*Extrait*
* * * *

Là, l’horloger réalise la naïveté de son approche. «Je me retrouve avec une pièce unique entre les mains, très compliquée et difficile à vendre et je prends conscience que je ne connais vraiment personne, pas de journalistes, pas de détaillants, ni même de collectionneurs!» Les retours sur sa création sont dithyrambiques: «Tous saluaient la qualité et l’originalité de mon travail. Mais personne n’a signé de chèque.» Il faut dire que l’engouement pour le travail des horlogers indépendants était alors moindre. La désillusion est grande, mais Raúl Pagès choisit de rester indépendant. «Heureusement, des collectionneurs et des musées de marques m’ont confié des travaux de restauration. De quoi passer le cap, payer les factures et commencer à penser à mon prochain projet.»
Une réflexion qui débouchera en 2016 sur la présentation de la première montre signée Raúl Pagès, la Soberly Onyx. «Sans moyens financiers pour développer mon propre mouvement, j’ai pris pour base un lot d’une dizaine d’ébauches d’origine Cyma datant des années 1950 que j’ai entièrement retravaillées et décorées.» Les acheteurs ne se pressent pas au portillon, mais Raúl finit par écouler ses dix pièces. Il profite de l’expérience pour se créer peu à peu un réseau, rencontrant collectionneurs et blogueurs, notamment lors de voyages à Singapour et à Hongkong. A force de patience, en cumulant la fabrication une à une de ses montres avec ses mandats de restauration, il arrive quatre ans plus tard à économiser le capital nécessaire à la conception de son propre mouvement.
En 2022, Raúl Pagès présente sa nouvelle création, la RP1, une montre-bracelet à remontage manuel qui s’illustre par un calibre équipé d’un régulateur à détente. Apparue au XVIIIe siècle, cette forme d’échappement – «ce qui permet au cœur de la montre de battre, de faire tic-tac», comme le vulgarise Raúl – assure une mesure du temps d’une extrême précision mais s’avère sensible aux chocs. Son utilisation est donc réservée aux chronomètres de marine et à quelques montres de poche, et l’échappement à ancre suisse lui est préféré lors de l’avènement des montres-bracelets.
Une montre entièrement réalisée à la main
Le Neuchâtelois aux origines catalanes réussit à développer un régulateur à détente adapté pour être porté au poignet, plus petit et résistant. Entièrement réalisée à la main, la montre en acier inoxydable d’un diamètre de 38,5 mm présente un cadran dont les aiguilles des heures, des minutes et des secondes ne sont pas assemblées sur un seul et même axe mais possèdent chacune leur cadran. Fidèle à sa passion pour l’architecture et le design, Raúl Pagès donne à sa RP1 des couleurs rendant hommage à Le Corbusier, à l’instar du cadran des secondes bleu céruléen contrastant avec le cadran sablé des minutes. Il en fixe le prix à 85 000 francs la pièce.
Les collectionneurs se passent le mot et le succès est immédiat. «Lorsque j’ai réalisé que j’avais déjà plus de trois ans de travail devant moi, j’ai stoppé les commandes à une vingtaine de pièces.» Raúl Pagès s’attelle au travail, et c’est alors qu’il entend parler d’un nouveau prix mis en place par Louis Vuitton et destiné à récompenser le travail des horlogers indépendants.

* * * *

*Matériel rassemblé*
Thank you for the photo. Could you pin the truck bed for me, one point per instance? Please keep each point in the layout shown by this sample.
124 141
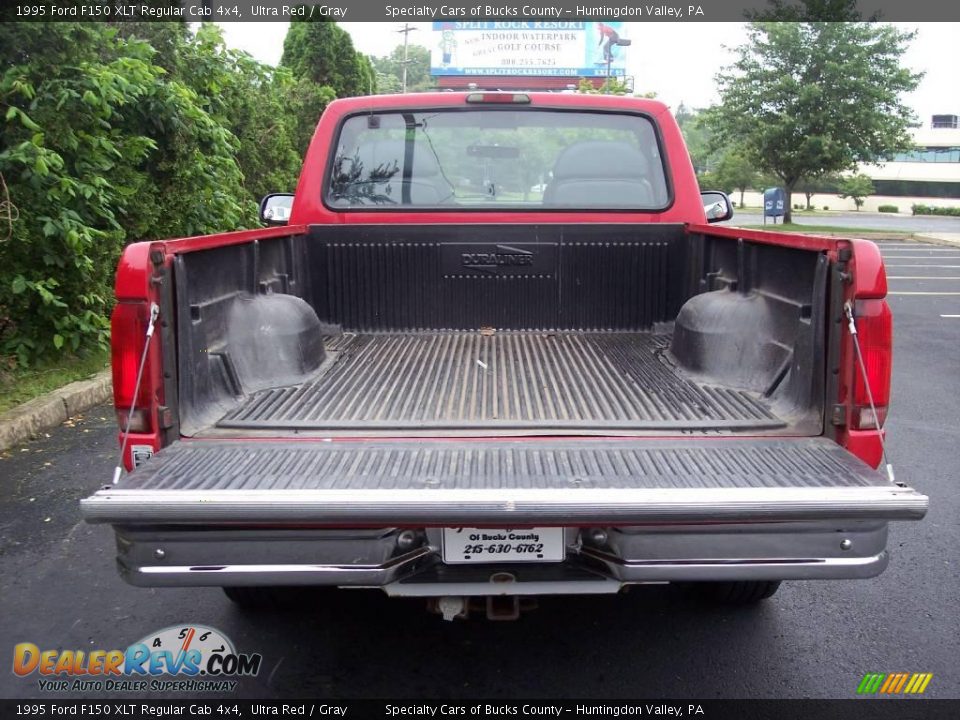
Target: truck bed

* * * *

*Exercices*
[a] D'après l'extrait, à quel prix Raúl Pagès fixe-t-il chaque exemplaire de sa RP1 ?
[b] Relevez mot pour mot, s'il vous plaît, le passage de l'extrait qui s'ouvre sur les mots contenant « Une réflexion qui » et se termine par « son propre mouvement. ».
Le matériel n'a aucun lien avec l'extrait.

*Réponses par exercice*
[a] À 85 000 francs la pièce.

[b]
Une réflexion qui débouchera en 2016 sur la présentation de la première montre signée Raúl Pagès, la Soberly Onyx. «Sans moyens financiers pour développer mon propre mouvement, j’ai pris pour base un lot d’une dizaine d’ébauches d’origine Cyma datant des années 1950 que j’ai entièrement retravaillées et décorées.» Les acheteurs ne se pressent pas au portillon, mais Raúl finit par écouler ses dix pièces. Il profite de l’expérience pour se créer peu à peu un réseau, rencontrant collectionneurs et blogueurs, notamment lors de voyages à Singapour et à Hongkong. A force de patience, en cumulant la fabrication une à une de ses montres avec ses mandats de restauration, il arrive quatre ans plus tard à économiser le capital nécessaire à la conception de son propre mouvement.